[Collected data]
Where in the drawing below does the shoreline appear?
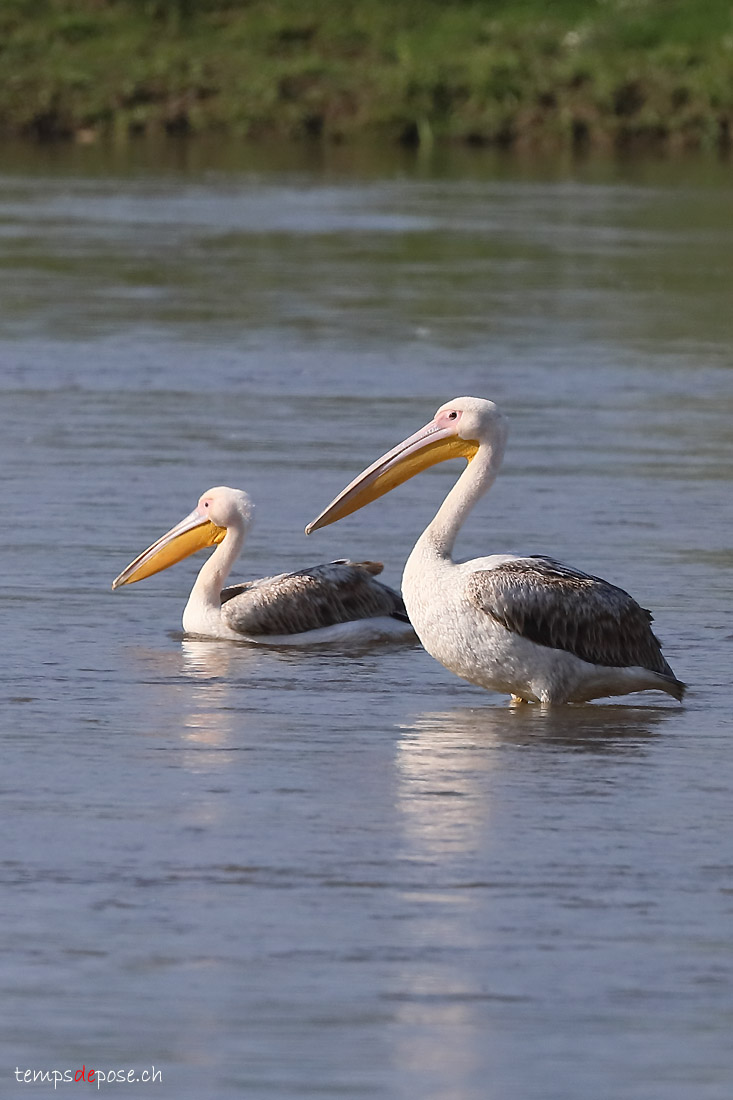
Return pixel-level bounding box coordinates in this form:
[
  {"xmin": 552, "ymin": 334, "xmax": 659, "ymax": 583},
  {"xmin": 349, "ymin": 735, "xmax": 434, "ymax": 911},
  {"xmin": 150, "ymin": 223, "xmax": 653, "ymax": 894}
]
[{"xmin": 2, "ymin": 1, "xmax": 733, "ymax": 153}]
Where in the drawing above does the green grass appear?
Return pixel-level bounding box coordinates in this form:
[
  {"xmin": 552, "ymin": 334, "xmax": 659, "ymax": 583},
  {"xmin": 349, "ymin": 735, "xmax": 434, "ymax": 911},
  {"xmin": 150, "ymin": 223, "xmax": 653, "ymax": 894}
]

---

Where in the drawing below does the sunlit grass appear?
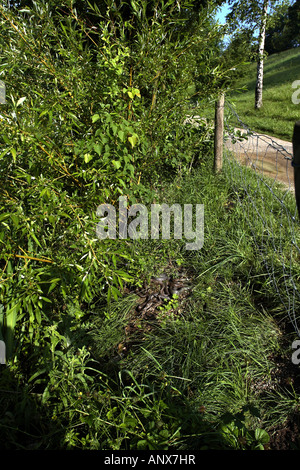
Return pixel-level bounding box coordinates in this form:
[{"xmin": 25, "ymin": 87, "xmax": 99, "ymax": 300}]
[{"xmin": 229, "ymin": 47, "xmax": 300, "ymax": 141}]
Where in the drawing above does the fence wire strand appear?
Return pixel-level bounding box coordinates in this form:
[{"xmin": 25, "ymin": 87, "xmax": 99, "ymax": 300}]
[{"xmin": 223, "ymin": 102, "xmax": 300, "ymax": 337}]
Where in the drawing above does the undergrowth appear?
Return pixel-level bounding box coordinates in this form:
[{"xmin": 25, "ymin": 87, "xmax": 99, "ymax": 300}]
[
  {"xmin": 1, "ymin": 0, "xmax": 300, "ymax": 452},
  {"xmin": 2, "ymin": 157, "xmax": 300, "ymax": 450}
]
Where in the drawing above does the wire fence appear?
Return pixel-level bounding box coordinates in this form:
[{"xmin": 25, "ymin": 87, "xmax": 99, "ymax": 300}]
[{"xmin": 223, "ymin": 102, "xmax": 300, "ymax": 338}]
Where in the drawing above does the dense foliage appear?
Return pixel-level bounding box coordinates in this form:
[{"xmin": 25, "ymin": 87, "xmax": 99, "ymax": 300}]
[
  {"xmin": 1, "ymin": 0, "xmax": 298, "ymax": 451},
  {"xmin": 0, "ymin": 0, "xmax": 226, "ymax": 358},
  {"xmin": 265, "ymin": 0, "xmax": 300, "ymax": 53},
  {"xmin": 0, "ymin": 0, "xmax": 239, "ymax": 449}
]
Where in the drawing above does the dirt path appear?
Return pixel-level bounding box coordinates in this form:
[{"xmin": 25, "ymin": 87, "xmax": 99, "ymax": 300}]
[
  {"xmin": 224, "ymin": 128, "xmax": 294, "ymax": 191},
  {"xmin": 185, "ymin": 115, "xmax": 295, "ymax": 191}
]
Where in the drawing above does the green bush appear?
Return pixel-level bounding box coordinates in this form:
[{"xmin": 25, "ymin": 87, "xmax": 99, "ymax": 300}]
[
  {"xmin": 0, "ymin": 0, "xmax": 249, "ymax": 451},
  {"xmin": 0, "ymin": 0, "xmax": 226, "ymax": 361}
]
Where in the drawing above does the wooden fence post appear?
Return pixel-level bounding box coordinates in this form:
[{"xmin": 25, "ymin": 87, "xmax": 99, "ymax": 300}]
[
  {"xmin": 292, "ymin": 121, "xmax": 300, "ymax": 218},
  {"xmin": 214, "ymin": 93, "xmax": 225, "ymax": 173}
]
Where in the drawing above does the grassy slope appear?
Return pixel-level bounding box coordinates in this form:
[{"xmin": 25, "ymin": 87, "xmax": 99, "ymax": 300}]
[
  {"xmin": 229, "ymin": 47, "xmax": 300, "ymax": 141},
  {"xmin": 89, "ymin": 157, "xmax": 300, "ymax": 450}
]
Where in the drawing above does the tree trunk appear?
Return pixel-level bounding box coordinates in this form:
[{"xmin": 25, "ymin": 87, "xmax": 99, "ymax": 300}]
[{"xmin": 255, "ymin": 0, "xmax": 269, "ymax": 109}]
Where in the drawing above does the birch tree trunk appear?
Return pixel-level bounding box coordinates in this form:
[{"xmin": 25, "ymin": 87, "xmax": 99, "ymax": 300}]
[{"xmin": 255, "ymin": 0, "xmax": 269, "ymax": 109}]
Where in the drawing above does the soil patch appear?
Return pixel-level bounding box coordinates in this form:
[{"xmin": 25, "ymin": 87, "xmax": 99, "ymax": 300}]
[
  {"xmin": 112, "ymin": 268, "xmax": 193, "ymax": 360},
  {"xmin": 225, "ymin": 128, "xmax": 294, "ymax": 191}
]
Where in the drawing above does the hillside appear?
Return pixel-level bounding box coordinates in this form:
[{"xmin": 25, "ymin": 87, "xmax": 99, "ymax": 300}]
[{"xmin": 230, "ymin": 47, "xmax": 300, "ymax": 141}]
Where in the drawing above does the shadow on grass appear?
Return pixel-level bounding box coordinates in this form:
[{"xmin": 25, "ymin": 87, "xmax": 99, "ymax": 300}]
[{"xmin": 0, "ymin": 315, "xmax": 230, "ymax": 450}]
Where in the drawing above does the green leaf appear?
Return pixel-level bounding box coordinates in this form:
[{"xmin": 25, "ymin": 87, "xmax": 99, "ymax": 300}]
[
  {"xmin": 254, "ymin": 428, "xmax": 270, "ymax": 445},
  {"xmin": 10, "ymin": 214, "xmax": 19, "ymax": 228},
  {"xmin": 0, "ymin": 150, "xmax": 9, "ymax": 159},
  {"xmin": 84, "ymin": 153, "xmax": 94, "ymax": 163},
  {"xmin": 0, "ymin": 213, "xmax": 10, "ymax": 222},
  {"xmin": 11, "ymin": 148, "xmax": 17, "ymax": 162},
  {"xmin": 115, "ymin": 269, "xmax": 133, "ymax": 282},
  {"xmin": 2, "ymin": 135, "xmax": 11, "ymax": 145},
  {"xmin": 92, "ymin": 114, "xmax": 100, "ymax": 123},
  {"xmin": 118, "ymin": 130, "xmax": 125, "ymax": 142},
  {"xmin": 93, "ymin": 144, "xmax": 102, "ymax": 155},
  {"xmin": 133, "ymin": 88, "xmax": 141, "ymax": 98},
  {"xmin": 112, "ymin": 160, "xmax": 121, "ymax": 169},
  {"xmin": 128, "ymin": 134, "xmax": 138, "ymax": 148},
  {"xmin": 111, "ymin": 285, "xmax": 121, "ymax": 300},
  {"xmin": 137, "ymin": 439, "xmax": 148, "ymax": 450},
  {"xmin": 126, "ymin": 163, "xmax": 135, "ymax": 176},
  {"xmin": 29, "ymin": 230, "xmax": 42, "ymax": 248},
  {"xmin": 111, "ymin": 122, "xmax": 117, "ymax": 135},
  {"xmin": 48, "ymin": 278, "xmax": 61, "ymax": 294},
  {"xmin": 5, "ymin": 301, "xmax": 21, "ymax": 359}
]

---

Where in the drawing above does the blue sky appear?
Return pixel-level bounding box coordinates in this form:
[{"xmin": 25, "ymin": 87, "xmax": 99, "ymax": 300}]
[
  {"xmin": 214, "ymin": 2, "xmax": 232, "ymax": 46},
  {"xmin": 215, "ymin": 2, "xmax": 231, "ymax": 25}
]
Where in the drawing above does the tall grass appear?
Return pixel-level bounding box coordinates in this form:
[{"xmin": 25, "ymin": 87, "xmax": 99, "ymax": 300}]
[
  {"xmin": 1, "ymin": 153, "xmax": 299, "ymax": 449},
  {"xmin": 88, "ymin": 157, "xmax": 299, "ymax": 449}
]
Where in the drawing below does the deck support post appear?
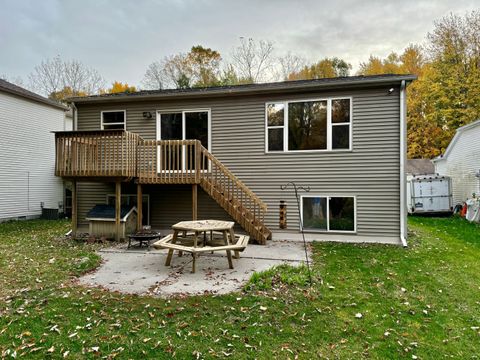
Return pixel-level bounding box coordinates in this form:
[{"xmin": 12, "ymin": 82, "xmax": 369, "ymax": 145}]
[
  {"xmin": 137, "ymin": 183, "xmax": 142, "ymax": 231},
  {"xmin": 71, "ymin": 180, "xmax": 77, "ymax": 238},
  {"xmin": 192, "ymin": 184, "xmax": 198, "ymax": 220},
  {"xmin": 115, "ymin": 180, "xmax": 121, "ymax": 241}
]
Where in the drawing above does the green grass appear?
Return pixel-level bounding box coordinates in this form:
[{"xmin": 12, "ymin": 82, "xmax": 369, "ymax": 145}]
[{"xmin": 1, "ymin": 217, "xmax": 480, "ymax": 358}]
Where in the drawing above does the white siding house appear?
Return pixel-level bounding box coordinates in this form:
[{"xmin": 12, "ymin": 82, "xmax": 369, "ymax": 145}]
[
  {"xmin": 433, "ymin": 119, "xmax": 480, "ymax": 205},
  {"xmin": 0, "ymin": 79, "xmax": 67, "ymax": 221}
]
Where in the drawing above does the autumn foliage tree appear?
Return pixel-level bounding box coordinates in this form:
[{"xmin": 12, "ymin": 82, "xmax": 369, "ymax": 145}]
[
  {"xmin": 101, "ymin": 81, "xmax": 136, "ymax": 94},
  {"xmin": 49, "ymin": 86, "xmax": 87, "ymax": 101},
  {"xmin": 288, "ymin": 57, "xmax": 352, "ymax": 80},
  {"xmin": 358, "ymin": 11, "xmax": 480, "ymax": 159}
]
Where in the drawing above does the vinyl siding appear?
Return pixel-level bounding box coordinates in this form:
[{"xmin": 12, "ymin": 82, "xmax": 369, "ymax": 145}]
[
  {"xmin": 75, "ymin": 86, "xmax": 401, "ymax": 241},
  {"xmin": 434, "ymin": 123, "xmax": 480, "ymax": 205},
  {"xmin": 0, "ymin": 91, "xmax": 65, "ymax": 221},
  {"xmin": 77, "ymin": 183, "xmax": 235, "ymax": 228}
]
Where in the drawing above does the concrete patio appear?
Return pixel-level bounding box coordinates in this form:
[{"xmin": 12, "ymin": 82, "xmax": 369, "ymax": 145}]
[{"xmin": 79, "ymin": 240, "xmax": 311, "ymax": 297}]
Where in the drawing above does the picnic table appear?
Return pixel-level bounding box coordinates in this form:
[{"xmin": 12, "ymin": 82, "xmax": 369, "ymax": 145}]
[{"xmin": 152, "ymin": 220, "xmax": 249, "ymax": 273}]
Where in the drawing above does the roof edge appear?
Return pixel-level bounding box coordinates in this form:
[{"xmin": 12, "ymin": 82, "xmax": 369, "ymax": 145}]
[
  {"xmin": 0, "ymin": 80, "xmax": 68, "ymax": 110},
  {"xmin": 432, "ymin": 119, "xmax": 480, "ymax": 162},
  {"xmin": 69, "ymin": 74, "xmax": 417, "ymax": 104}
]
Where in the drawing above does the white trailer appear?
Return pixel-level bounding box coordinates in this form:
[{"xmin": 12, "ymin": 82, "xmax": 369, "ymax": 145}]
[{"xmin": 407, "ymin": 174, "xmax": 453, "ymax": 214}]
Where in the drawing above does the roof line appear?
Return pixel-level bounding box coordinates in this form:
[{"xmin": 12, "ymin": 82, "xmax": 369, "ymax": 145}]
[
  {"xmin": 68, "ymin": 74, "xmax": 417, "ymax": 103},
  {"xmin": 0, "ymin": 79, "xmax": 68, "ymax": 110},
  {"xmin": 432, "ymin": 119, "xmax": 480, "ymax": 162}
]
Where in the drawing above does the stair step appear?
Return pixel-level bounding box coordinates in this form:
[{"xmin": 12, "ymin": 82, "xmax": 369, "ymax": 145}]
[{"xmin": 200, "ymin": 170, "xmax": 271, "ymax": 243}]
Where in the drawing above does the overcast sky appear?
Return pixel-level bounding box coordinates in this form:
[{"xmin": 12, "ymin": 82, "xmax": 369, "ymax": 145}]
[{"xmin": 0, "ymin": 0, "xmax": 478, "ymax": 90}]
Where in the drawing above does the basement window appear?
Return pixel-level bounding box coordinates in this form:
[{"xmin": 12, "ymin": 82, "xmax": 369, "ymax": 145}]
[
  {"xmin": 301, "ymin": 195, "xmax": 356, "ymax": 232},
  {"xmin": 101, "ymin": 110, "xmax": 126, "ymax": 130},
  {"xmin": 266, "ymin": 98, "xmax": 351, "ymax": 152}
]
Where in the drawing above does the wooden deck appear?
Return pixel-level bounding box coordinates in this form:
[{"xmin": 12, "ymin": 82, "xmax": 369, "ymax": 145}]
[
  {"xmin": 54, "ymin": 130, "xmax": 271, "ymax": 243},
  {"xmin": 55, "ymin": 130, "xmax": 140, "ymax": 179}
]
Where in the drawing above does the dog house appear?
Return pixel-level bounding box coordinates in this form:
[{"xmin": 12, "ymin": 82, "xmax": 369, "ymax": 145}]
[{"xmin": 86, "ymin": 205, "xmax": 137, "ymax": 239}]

> [The task]
Would you report every line of the entries above containing the word "post"?

> [Output of the exercise]
Where in the drawing above does the wooden fence post appear?
Where in the drawing below does the deck support post appear?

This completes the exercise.